* _Text_:
--- START ---

Major autism conference in Wexford offers key insights for parents
At the Cottage Autism Network Conference on Sunday afternoon in the Talbot Hotel were Jeanne Barry, Gareth Noble, Deirdre Fitzpatrick (Chairperson), Adam Harris, Amanda McGuinness, Martina Berry and Jeanne Barry.
Families, parents and carers from across the south east descended on the Talbot Hotel last weekend for the first ever autism conference to be held in the region. Organised by Cottage Autism Network (CAN) the event was attended by more than 250 people who had come to hear insights and advice not just from the keynote speakers, but also from one another.
Opening the programme, Pauline Devereux of CAN explained the role the organisation had played in her life since she joined six years ago. “The first event we went to was soccer, we went with trepidation thinking we would only be there for five minutes but as soon we got in the door my son was out playing, having fun and by the end he wanted to come back. And for the time since my son was diagnosed we felt at peace. The parents we met on the day have become friends and together we have watched our children grow and thrive through activities and friendships in CAN,” she said.
Among those invited to Wexford for the event was Gareth Noble, a litigator in the area of children with disabilities, and he said all those present had more rights than perhaps even they realised.
“It’s an indictment of the failures of our systems that you have to have a solicitor present at these conferences at all. I shouldn’t be here, there would be no need for me to be here if the system worked the way it should,” said Mr Noble who explained how he had recently met with senior officials from the HSE to discuss a High Court ruling that found ten thousand Irish children had been wrongly assessed.

--- END ---

* _Exercise 1_:
Rewrite the autism conference report, everything from "Major autism conference" down to "and Jeanne Barry.", replacing "Talbot Hotel" with "conference venue".
* _Exercise 2_:
Continue the report on the Wexford autism conference from the point at which it stops.

* _Extracted material_:

--- START ---

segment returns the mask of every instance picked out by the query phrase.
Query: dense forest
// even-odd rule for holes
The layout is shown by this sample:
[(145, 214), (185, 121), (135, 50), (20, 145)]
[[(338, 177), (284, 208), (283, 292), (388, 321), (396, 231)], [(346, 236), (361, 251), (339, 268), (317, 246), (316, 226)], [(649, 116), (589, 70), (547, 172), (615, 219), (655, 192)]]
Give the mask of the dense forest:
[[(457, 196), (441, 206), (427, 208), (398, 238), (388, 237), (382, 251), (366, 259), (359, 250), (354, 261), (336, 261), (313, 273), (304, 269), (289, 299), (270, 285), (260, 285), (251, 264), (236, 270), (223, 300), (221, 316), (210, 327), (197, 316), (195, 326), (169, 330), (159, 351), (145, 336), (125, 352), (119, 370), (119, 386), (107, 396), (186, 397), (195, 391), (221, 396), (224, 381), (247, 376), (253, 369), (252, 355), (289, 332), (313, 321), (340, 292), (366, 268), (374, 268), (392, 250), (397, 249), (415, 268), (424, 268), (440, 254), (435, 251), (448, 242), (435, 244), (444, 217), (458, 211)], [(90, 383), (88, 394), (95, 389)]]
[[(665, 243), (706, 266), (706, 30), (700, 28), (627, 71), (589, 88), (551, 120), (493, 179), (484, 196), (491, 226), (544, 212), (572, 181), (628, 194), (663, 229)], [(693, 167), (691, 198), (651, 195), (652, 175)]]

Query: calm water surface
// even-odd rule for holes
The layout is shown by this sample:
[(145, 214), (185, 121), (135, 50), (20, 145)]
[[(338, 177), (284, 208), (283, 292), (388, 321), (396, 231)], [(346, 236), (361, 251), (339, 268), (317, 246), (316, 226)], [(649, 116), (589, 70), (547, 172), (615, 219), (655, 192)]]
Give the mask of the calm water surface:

--- END ---

* _Exercise result 1_:
Major autism conference in Wexford offers key insights for parents
At the Cottage Autism Network Conference on Sunday afternoon in the conference venue were Jeanne Barry, Gareth Noble, Deirdre Fitzpatrick (Chairperson), Adam Harris, Amanda McGuinness, Martina Berry and Jeanne Barry.

* _Exercise result 2_:
“What I took away from that meeting was they still don’t get it. We are asking for nothing, except for the HSE to comply with the law, asking them to vindicate the very basic needs of children,” continued. “Some people say to me the system is very chaotic, it’s very badly organised, but it’s presented like that for a reason because it’s about not letting you all know that you have a lot more rights than you think you have, and many more rights than you’re led to believe you have. If you take anything away from today, it’s that you have a lot more rights than you think you have.”
The most high-profile speaker on the day was Adam Harris, the founder of AsIAm, Ireland’s National Autism Charity. He said the organisation had seen a 300 per cent increase in demand for its services during the pandemic but that it was now expanding its operations to meet the needs. And while awareness of autism in society is increasing, Mr Harris said understanding the condition was another matter entirely.
“There’s stull a huge stigma around autism and a lot of people don’t feel comfortable telling someone they’re autistic. Awareness is great, but I’m aware Mandarin is a language, that doesn’t mean I can speak it. That lack of understanding is what causes the problem and that needs to change.”